# TRECHO DO DOCUMENTO
* * *

A criança foi encaminhada para terapia por orientação da psicóloga da Instituição onde estuda, por apresentar, no início do ano de 2002, humor inconstante, oscilando entre dias felizes e dias extremamente tristes, em que passava boa parte do dia chorando. Aparentemente, para os profissionais da Instituição, esta mudança de humor ocorria em decorrência do difícil relacionamento familiar. Segundo o relato dos pais, Mariana necessitava de orientação quanto a limites e regras, já que muitas vezes não lhes obedece.

Com o objetivo de fundamentar o estudo a ser desenvolvido, passo a apontar as principais questões que apareceram ao longo de mais de dois anos de atendimento, que demonstram como a questão da deficiência aparece ao longo das sessões, já que faz parte da vida de Mariana, mas que outras questões também são trazidas, extremamente relevantes à idade e à condição de Mariana.

* * *

# MATERIAL COLETADO
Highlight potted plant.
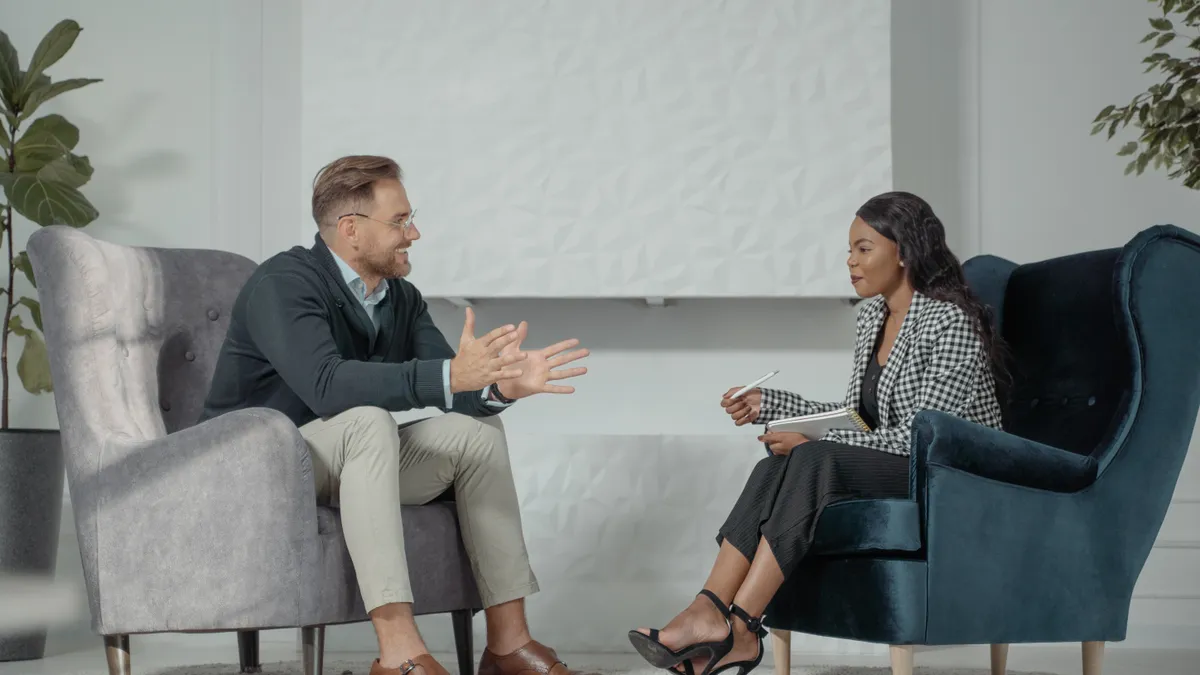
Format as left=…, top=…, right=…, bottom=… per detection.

* * *

# VERIFIQUE SUA COMPREENSÃO
1. Responda às perguntas abaixo com base no trecho sobre o atendimento de Mariana.
(a) Por orientação de quem a criança foi encaminhada para terapia?
(b) Segundo o relato dos pais, em que Mariana necessitava de orientação?
(c) Por quanto tempo se estendeu o atendimento mencionado?
2. Copie do trecho sobre o atendimento de Mariana tudo o que vai de "A criança foi" até "não lhes obedece.".

# RESPOSTAS DO EXERCÍCIO
1.
(a) Da psicóloga da Instituição onde ela estuda.
(b) Quanto a limites e regras.
(c) Por mais de dois anos.

2.
A criança foi encaminhada para terapia por orientação da psicóloga da Instituição onde estuda, por apresentar, no início do ano de 2002, humor inconstante, oscilando entre dias felizes e dias extremamente tristes, em que passava boa parte do dia chorando. Aparentemente, para os profissionais da Instituição, esta mudança de humor ocorria em decorrência do difícil relacionamento familiar. Segundo o relato dos pais, Mariana necessitava de orientação quanto a limites e regras, já que muitas vezes não lhes obedece.